**WORK ORDER**
All of the entries must appear again exactly as written.

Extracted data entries
****************************************
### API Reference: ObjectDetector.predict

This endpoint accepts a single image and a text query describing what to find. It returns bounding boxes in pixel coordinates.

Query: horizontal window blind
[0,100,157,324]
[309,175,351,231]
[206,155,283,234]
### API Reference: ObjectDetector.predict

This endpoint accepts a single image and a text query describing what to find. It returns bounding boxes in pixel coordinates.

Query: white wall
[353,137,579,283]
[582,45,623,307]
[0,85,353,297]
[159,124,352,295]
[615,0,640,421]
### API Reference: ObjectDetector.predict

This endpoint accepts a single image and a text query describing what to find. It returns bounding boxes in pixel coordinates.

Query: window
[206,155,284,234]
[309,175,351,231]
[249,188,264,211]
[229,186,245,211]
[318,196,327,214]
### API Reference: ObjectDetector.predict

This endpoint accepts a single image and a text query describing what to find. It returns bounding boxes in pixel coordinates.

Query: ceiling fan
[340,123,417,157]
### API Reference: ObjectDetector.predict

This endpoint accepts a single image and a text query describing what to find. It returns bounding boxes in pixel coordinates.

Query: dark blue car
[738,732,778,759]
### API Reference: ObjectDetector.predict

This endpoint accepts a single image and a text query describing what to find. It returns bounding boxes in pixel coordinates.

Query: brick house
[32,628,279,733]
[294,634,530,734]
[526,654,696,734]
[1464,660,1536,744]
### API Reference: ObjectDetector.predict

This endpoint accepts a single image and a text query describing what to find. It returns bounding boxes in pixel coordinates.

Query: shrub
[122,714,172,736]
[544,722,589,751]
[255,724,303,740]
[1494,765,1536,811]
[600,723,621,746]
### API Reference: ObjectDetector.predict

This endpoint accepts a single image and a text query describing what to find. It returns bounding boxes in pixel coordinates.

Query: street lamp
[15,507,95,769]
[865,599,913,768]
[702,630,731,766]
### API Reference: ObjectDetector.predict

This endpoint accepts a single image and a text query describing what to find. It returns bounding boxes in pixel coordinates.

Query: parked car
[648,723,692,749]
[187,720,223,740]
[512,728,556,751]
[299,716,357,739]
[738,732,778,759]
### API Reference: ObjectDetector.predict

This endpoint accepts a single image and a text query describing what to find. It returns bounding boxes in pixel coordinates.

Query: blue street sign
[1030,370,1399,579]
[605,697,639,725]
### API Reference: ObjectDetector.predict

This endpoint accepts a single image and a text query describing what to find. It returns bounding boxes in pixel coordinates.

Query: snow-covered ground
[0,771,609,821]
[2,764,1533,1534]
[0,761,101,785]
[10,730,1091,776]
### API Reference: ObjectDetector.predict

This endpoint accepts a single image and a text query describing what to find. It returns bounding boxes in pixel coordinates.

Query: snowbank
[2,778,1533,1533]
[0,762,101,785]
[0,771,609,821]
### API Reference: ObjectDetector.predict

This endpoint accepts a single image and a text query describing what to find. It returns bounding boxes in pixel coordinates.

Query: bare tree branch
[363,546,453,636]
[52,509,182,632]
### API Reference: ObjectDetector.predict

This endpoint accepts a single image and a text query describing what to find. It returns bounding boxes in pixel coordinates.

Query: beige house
****************************************
**RESPONSE TO THIS TASK**
### API Reference: ObjectDetector.predict

This endpoint accepts a single image and a text query describing what to find. It returns bounding boxes in pixel coordinates.

Query: horizontal window blind
[0,100,157,324]
[309,175,351,231]
[206,155,283,234]
### API Reference: ObjectDetector.predict

This endpoint accepts a single image and a text query describing what to find. It returns bounding boxes in pixel coordinates.

Query: white wall
[353,137,579,283]
[582,45,623,307]
[0,85,353,297]
[159,124,352,295]
[615,0,640,421]
### API Reference: ObjectDetector.predict

This endpoint accepts a single image and a text query describing what to find. It returns bounding boxes in pixel coordinates.

Query: window
[206,155,284,234]
[309,175,351,231]
[249,188,264,211]
[229,186,245,211]
[318,196,327,214]
### API Reference: ObjectDetector.predict

This endpoint accepts a single image and a text query describing what to find. It returns bounding boxes in pixel coordinates.

Query: ceiling fan
[340,123,417,157]
### API Reference: ObjectDetector.predict

This endpoint accepts a single image and a text query describing what to find. It returns bounding boxes in pixel coordinates.

Query: dark blue car
[738,732,778,759]
### API Reference: ObjectDetector.predict

This endpoint accepts a single image and a text query describing what to find. It returns bounding boxes in pixel coordinates.

Query: brick house
[32,628,279,733]
[294,634,530,734]
[526,654,696,734]
[1464,660,1536,744]
### API Reference: ObjectDetector.predict

This endpoint accepts a single image and a text query describing what to find. It returns bounding boxes in pixel coordinates.

Query: shrub
[122,714,172,736]
[544,722,589,751]
[255,724,303,740]
[1494,765,1536,811]
[600,723,621,746]
### API Reference: ObjectDetector.predict

This endpoint accepts a single image and a text query describing what to find. It returns bounding boxes in pixel coordinates.

Query: street lamp
[15,507,95,769]
[865,599,913,768]
[702,630,731,766]
### API Reference: ObjectDetector.predict

This endpoint accepts a single image and a text query describing what to find. It returns bounding boxes in pixel coordinates.

Query: parked car
[648,723,692,749]
[187,720,223,740]
[512,728,556,751]
[299,716,357,739]
[738,732,778,759]
### API Reference: ObjectDetector.predict

This endpoint accepts a single image and a text query describing what to find. It returns bounding boxes in pixel coordinates.

Query: blue street sign
[1030,370,1399,579]
[605,697,639,725]
### API Reference: ObjectDetector.predict

This endpoint accepts a single image and a text query describing what to find. It returns bounding boxes in pixel coordinates.

Query: snow-covered ground
[0,771,609,821]
[2,764,1533,1534]
[0,761,101,785]
[10,730,1091,776]
### API Reference: ObjectDetector.predict

This endpoint accepts a single image and a text query describing what to find. It returns bounding boxes in pixel coordinates.

Query: snowbank
[2,778,1533,1533]
[0,762,101,785]
[0,771,609,821]
### API Reference: ObjectDetector.predict

This endpoint accepts a single image and a text query describing what to find. It returns bounding boxes in pixel coordinates.

Query: bare tree branch
[363,546,453,636]
[52,509,182,632]
### API Reference: ObjectDetector.predict

This endpoint accepts a single image and a text query describing what to find. It returns bounding boxes in pixel coordinates.

Query: beige house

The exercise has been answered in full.